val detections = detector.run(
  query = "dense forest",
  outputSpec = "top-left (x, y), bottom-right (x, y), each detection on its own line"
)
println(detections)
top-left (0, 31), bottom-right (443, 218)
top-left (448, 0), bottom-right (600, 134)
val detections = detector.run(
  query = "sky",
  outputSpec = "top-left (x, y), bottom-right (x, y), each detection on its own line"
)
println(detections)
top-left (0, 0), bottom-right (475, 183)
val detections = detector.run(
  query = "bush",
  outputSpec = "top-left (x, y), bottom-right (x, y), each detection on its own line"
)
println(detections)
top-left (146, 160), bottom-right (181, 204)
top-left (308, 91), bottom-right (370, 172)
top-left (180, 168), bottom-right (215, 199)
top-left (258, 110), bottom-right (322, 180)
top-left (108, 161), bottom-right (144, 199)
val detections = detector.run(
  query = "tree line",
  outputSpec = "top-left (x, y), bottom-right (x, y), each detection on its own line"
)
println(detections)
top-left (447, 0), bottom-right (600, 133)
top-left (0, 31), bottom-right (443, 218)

Request:
List, word for word, each line of the rows above that contains the string "query". Treat uppercase and lowercase as different.

Response:
  query = "dense forest",
  query = "sky",
  query = "bush",
  query = "tree line",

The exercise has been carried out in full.